▶ To do
Keep only the lines of the records below that contain the string "clicks", matching uppercase and lowercase letters exactly.

▶ Supplied records
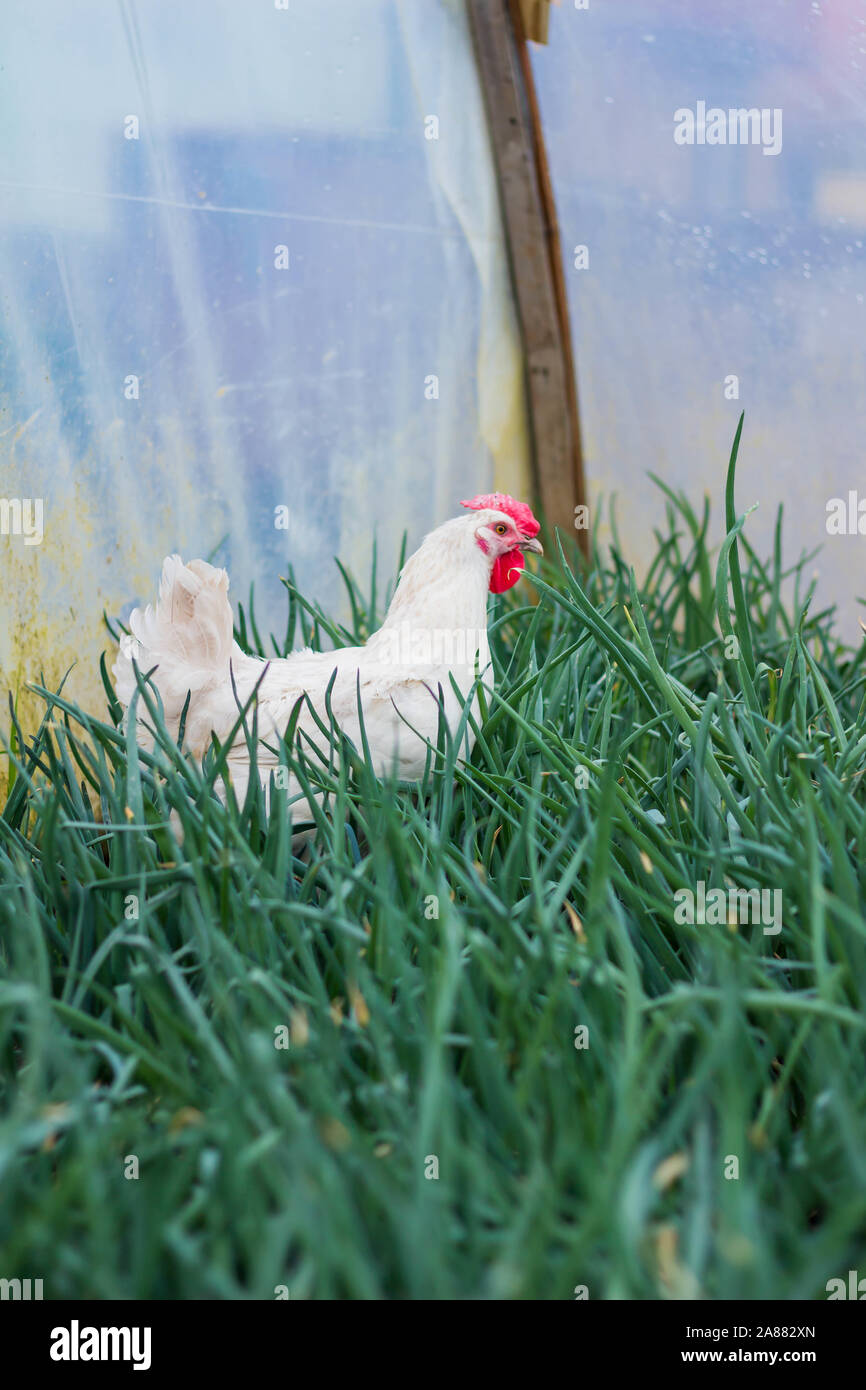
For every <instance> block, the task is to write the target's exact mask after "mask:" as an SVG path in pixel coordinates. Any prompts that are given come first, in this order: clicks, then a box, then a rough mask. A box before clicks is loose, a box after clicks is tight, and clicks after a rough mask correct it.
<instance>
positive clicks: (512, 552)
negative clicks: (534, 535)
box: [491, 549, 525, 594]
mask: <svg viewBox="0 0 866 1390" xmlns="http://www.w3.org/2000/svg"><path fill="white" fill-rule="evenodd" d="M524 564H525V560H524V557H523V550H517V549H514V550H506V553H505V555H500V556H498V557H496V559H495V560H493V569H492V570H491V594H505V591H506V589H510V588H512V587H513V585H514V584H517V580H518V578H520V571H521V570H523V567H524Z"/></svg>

==

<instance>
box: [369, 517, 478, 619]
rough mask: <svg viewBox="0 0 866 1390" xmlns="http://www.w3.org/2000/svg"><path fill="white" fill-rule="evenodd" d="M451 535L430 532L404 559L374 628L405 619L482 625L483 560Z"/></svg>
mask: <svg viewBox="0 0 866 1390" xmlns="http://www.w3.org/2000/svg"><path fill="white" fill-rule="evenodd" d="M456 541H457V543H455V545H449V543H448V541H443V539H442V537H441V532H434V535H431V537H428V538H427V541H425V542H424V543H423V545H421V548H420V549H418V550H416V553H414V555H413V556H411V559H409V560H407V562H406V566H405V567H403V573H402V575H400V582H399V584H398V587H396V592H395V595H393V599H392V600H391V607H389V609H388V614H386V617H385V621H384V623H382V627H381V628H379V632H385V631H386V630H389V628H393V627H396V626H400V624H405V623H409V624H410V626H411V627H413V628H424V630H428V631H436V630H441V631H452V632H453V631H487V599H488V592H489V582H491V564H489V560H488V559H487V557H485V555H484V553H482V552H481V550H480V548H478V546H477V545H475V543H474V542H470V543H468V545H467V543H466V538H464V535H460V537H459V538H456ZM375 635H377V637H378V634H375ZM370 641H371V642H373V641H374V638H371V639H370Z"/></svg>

---

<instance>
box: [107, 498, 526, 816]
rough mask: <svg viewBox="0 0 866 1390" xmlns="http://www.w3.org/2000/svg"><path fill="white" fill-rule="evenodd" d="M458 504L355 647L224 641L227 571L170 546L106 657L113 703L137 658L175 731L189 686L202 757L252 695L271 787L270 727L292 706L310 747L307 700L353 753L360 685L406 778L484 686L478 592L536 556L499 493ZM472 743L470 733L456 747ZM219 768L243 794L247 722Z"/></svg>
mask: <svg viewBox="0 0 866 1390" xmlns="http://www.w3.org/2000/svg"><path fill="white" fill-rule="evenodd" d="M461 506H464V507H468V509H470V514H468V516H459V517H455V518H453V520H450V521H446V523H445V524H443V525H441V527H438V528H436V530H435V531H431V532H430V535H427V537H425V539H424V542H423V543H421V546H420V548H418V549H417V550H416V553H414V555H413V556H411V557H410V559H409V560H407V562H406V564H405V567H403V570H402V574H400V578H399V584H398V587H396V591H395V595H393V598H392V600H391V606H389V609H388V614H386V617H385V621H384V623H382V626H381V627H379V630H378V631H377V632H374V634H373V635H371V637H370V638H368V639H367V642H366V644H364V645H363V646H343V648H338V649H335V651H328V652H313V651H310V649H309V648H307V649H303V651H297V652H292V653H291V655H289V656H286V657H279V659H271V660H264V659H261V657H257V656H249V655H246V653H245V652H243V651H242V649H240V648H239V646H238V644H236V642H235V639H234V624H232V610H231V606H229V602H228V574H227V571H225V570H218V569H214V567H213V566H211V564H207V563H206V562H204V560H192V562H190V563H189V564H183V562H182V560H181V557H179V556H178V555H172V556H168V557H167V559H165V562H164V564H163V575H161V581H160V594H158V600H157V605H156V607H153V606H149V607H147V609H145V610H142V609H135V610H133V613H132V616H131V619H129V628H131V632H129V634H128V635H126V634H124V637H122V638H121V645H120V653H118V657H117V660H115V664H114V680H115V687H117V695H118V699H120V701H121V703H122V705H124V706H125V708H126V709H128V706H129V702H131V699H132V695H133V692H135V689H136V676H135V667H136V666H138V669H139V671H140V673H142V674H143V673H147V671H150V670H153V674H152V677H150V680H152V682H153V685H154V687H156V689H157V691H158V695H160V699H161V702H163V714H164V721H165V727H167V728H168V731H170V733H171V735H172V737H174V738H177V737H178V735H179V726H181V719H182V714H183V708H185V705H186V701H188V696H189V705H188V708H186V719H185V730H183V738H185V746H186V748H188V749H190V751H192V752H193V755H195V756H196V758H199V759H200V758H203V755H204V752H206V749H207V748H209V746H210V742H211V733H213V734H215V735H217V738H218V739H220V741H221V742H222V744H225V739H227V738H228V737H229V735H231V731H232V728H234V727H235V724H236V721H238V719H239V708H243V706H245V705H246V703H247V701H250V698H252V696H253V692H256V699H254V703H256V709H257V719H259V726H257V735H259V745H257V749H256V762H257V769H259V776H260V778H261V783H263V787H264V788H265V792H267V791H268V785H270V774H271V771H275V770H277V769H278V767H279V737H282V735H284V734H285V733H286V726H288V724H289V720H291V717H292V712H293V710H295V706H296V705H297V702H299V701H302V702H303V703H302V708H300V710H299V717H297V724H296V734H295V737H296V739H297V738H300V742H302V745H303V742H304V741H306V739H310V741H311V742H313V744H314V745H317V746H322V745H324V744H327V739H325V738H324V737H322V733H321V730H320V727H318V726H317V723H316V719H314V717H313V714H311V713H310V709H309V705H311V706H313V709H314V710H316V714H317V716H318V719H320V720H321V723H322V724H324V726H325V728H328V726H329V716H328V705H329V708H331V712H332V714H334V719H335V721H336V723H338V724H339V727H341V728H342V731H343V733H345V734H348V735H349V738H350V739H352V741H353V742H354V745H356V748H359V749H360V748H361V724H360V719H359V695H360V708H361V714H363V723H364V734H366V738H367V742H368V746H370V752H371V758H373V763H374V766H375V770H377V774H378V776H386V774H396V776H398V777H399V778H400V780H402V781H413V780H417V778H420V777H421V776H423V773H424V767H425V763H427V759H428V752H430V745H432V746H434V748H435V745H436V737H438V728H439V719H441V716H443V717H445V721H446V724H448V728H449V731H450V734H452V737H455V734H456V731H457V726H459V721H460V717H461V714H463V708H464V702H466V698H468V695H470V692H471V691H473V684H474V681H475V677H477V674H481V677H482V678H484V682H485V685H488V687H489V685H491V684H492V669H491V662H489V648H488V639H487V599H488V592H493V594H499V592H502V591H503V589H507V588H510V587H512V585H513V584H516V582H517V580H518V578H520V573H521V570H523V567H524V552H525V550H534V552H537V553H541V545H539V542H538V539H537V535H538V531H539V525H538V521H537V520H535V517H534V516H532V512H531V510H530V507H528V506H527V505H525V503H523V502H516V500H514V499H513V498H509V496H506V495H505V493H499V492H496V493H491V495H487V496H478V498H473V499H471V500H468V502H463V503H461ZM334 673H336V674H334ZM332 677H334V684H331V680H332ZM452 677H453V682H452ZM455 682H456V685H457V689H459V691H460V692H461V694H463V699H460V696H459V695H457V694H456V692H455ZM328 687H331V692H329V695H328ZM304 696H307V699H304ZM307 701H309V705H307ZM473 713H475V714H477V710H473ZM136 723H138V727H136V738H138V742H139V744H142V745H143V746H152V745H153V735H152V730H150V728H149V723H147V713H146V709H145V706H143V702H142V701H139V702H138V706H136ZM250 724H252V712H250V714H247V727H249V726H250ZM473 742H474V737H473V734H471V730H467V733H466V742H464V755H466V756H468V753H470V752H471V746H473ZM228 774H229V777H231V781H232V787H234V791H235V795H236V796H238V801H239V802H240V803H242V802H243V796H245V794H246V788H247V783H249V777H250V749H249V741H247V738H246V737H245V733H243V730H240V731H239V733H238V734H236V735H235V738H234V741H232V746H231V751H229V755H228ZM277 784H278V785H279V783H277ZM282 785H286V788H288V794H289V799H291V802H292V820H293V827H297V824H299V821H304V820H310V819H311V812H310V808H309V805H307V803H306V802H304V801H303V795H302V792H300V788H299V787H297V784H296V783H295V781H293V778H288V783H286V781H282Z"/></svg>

▶ Task answer
For every <instance> block, the task is to write the target's exact mask after "mask:" as an SVG path in pixel coordinates. Any prompts that are given come first, in this order: clicks, then a box, then a rough mask. A box before clicks is loose, a box after clicks is tight, and clicks after a rough mask correct it.
positive clicks: (512, 552)
negative clicks: (534, 535)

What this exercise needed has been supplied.